**Exercise goal**
Identify every line in the material below that contains the word "Target", counting only matches with the same capitalization, and copy each of those lines.

**Record set**
⟨
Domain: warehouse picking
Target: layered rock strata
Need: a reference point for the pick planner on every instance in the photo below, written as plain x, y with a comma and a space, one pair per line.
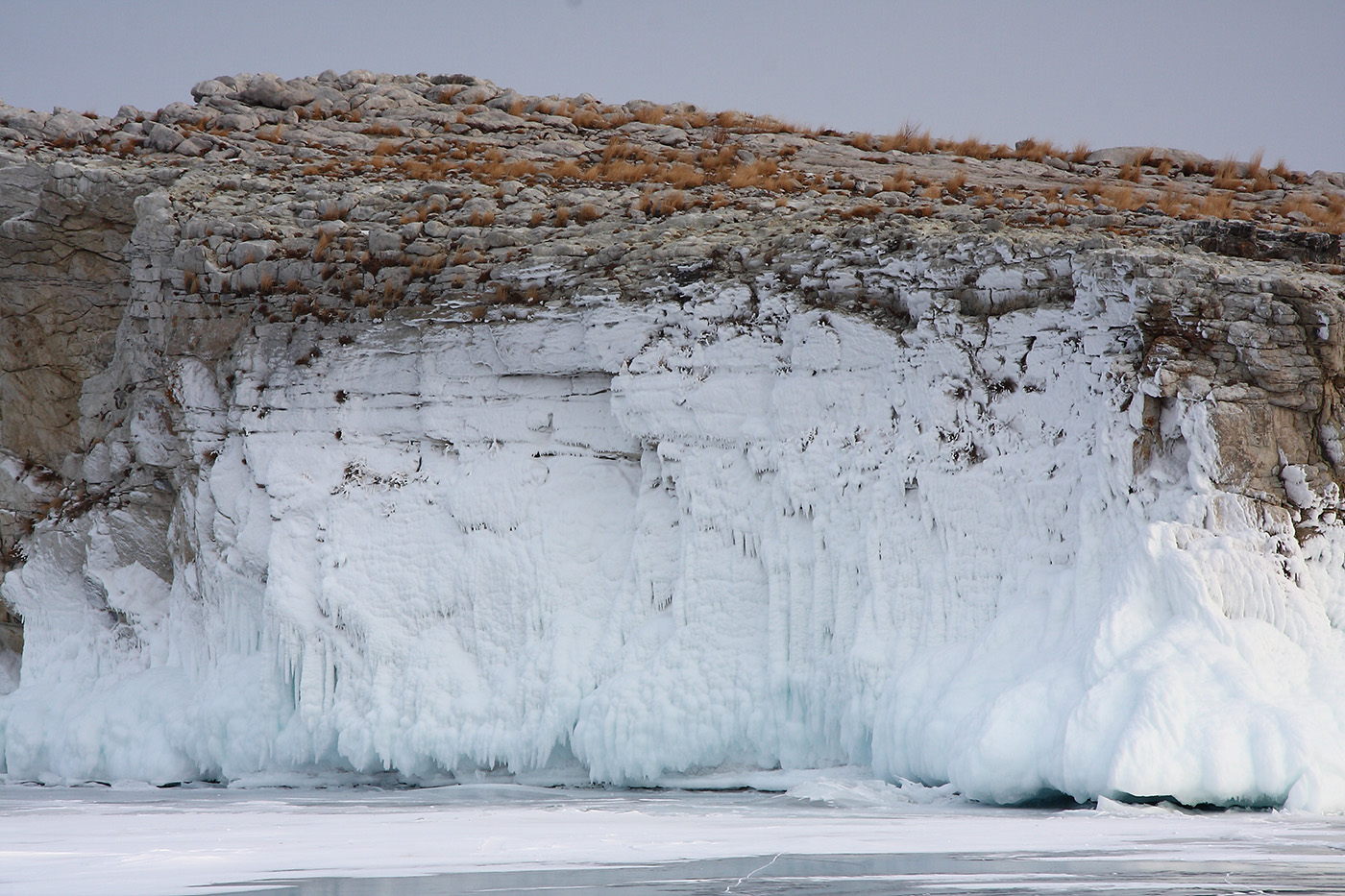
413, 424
⟩
⟨
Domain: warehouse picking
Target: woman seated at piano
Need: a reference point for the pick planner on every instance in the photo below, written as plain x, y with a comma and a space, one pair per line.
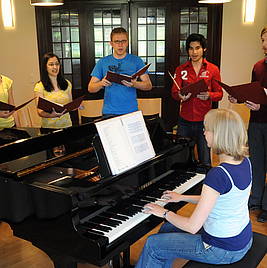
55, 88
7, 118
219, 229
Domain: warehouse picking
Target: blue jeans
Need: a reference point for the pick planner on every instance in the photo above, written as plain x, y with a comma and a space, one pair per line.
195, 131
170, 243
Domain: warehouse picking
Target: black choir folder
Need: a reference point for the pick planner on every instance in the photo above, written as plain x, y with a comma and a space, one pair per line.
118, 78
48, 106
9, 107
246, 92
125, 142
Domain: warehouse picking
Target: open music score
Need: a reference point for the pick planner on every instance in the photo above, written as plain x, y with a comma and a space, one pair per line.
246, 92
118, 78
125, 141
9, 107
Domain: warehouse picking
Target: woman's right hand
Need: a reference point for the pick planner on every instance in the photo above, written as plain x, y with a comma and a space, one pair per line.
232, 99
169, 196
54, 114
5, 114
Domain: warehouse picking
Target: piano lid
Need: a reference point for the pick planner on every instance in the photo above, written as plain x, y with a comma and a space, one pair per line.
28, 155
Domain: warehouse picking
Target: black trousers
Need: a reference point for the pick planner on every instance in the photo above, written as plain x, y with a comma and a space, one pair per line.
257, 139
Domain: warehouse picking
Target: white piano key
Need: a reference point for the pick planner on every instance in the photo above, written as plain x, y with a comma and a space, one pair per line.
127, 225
⟩
⟨
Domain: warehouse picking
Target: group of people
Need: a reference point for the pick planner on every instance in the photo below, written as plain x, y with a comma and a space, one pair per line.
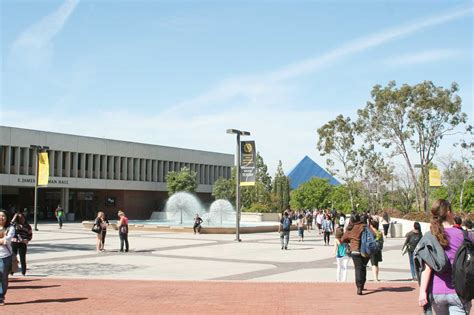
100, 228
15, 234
⟩
**Answer to this task**
Target: layered rock strata
Target: woman seated at piano
Target: blue jeans
Target: black choir folder
Target: open music score
Target: woman's right hand
Target: piano lid
Target: black trousers
Target: white piano key
Target: group of people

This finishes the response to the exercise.